- **STATED GOAL 1**:
Please go through the entries below and keep only the lines that contain the word "trousers", copying each of them.

----------------

The Arab invasion of the Iberian peninsula began in 711 under Tariq ibn-Ziyad. Anticaria was conquered around 716, becoming part of the Umayyad Caliphate under the name Medina Antaquira (Arabic for "Antaquira City"). Umayyad Spain was formally Muslim, but broadly (though not entirely), tolerant of other religions. Amid the Reconquista, a coalition of Christian kings drove the Muslims from Central Spain in the Battle of Las Navas de Tolosa. Over the next few years, the Almohads were defeated and al-Andalus greatly reduced in strength. Medina Antaquira, which at that time had a population of about 2600, became one of the northern cities of the remaining Nasrid kingdom of Granada and an important border town. To defend against the Catholic Spanish troops from the northern kingdoms, fortifications were built and a Moorish castle erected overlooking the city. For about two hundred years, Medina Antaquira was attacked repeatedly.
On 16 September 1410, after a nearly 4-month siege, the city capitulated to a Castilian army led by the infante Ferdinand of Trastámara.[n. 1] The Muslim population was forced to leave their homes, departing to Archidona and Granada. Following a compromise, they surrendered the castle and their Christian slaves in exchange for being provided with beasts of burden to carry their goods out of the city. For two days, they were able to sell their properties. 895 men, 770 women and 863 children left. The settling for new Christian population was tasked to Rodrigo de Narváez. After the conquest and up until 1487, Antequera was attached to Seville from an ecclesial standpoint.

----------------

- **STATED GOAL 2**:
Retype the Antequera history above word for word, everything from "On 16 September" down to "an ecclesial standpoint.".

Excerpts from a point labeling dataset:
----------------

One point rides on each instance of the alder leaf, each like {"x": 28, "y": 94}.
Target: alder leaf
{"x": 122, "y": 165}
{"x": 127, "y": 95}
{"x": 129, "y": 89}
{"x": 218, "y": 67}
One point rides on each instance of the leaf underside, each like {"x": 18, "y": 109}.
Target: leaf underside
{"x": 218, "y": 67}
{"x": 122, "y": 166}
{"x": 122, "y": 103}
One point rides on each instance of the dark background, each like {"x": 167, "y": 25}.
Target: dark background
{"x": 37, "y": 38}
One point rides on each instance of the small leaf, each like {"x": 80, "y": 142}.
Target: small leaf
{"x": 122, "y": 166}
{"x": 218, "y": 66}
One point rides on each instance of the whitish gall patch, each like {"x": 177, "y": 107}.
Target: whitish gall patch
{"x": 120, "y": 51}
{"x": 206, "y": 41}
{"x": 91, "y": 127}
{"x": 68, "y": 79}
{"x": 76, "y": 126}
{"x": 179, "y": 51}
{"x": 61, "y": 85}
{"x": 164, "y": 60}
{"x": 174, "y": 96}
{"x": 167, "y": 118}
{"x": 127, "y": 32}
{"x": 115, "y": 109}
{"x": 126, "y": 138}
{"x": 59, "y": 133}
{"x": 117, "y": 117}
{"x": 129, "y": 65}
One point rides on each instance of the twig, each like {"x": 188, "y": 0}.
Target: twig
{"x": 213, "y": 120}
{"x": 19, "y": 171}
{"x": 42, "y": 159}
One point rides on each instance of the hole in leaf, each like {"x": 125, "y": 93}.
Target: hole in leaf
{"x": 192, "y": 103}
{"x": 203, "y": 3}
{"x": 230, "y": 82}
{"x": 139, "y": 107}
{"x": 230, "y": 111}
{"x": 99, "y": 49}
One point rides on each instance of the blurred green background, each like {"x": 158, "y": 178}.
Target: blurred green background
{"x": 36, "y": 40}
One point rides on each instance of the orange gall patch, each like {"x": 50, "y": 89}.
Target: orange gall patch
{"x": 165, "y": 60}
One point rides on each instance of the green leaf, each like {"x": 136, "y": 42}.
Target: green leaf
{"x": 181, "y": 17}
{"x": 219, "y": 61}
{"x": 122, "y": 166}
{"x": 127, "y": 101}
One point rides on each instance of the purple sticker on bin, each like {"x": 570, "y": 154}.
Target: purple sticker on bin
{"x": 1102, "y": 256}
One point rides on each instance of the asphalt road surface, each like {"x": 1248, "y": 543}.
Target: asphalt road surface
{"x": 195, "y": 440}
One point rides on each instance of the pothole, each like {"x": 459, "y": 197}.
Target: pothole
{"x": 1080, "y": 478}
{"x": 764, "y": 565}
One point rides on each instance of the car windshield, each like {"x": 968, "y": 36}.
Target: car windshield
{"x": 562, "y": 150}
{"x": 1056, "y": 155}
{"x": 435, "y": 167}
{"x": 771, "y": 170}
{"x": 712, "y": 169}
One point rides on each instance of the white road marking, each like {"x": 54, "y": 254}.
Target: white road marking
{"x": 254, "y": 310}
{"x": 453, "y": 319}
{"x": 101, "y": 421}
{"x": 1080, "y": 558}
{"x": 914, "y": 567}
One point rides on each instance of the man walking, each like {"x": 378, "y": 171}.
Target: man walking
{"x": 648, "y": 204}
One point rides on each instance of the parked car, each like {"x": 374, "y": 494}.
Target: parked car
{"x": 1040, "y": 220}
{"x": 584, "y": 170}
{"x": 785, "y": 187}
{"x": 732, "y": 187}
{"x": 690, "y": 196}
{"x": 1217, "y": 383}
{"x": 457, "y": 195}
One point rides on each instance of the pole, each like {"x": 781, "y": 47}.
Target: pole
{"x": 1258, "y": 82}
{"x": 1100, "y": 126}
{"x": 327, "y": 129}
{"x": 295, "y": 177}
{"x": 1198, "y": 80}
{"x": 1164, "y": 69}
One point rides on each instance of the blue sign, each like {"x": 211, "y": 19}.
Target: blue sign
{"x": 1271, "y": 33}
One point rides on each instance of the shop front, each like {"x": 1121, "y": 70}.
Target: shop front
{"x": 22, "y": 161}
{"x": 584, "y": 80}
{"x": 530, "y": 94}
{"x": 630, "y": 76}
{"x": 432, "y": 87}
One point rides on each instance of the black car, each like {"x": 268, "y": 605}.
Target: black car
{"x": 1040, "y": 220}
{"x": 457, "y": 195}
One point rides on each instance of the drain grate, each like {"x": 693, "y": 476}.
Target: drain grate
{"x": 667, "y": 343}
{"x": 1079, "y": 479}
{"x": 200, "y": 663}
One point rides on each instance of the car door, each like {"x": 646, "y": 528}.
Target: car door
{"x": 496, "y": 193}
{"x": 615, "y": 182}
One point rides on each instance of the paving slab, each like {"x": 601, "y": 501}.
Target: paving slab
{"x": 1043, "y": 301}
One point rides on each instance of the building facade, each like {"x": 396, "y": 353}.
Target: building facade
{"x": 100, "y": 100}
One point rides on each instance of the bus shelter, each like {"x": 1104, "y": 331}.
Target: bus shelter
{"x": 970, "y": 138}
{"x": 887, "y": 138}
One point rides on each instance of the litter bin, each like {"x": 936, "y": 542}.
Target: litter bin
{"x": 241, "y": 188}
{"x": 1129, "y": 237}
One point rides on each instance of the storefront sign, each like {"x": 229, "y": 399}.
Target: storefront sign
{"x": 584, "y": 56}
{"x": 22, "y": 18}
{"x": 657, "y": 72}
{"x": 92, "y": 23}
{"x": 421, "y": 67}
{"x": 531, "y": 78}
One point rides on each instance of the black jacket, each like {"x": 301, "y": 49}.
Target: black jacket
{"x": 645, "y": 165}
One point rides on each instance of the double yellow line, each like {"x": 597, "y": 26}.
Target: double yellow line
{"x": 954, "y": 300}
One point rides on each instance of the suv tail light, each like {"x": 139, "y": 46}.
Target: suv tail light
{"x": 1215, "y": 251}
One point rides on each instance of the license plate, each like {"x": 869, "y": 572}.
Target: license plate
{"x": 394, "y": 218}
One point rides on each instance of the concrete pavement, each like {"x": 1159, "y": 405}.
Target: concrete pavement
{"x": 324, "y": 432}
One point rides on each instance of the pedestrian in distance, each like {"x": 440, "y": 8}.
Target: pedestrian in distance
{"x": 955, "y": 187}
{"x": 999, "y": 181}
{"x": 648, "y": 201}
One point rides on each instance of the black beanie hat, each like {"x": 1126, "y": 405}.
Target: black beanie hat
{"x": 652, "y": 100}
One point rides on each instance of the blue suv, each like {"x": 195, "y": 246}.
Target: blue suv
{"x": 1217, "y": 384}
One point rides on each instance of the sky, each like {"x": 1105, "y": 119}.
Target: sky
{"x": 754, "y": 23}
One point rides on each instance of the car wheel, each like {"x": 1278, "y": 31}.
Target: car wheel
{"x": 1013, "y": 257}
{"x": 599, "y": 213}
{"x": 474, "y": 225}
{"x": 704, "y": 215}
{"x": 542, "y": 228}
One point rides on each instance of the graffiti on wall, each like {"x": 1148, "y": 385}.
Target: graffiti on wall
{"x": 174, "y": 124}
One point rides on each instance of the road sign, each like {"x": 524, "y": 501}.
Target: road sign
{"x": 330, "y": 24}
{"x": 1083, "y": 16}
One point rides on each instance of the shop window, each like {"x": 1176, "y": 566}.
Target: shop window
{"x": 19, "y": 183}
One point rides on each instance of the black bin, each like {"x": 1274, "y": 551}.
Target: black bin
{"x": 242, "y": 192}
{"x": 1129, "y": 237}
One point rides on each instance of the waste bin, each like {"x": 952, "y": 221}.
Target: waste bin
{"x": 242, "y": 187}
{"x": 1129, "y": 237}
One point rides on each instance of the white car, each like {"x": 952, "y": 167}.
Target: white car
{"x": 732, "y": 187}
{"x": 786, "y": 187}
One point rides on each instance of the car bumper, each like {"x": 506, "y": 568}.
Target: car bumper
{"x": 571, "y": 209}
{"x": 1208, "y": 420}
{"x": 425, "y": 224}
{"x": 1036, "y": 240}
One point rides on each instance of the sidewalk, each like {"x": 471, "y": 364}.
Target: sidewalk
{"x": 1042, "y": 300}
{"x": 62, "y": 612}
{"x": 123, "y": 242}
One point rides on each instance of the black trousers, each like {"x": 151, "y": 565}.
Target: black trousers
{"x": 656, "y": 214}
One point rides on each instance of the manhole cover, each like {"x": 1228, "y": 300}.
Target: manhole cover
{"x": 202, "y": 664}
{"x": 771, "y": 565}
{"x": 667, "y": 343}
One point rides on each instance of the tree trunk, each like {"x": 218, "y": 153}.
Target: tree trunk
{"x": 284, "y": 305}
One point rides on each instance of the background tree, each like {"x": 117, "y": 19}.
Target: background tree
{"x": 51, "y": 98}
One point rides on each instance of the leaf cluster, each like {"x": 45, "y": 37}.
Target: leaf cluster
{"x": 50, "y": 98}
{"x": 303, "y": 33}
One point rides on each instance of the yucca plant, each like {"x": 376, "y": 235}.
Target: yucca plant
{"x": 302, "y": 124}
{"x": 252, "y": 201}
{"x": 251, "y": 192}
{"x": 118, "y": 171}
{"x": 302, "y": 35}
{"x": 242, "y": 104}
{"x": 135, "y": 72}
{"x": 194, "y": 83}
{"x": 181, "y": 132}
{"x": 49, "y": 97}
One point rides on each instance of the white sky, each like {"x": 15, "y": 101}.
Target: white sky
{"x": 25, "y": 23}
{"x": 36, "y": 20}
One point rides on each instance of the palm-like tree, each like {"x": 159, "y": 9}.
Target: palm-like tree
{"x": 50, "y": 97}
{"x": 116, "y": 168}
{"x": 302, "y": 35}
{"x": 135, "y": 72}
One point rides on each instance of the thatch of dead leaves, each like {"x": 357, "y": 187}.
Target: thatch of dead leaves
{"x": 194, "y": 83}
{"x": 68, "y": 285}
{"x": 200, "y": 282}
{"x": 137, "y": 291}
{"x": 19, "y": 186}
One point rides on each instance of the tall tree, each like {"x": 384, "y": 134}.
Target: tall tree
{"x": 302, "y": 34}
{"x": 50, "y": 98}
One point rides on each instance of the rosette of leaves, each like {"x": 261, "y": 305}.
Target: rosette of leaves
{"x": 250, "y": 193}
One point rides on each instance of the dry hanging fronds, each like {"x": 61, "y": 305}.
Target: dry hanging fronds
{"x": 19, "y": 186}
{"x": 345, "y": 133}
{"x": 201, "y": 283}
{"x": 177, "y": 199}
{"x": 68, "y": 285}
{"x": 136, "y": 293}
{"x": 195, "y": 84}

----------------

- **COMPLETE RESPONSE 1**:
One point rides on each instance of the black trousers, each like {"x": 151, "y": 565}.
Target: black trousers

- **COMPLETE RESPONSE 2**:
On 16 September 1410, after a nearly 4-month siege, the city capitulated to a Castilian army led by the infante Ferdinand of Trastámara.[n. 1] The Muslim population was forced to leave their homes, departing to Archidona and Granada. Following a compromise, they surrendered the castle and their Christian slaves in exchange for being provided with beasts of burden to carry their goods out of the city. For two days, they were able to sell their properties. 895 men, 770 women and 863 children left. The settling for new Christian population was tasked to Rodrigo de Narváez. After the conquest and up until 1487, Antequera was attached to Seville from an ecclesial standpoint.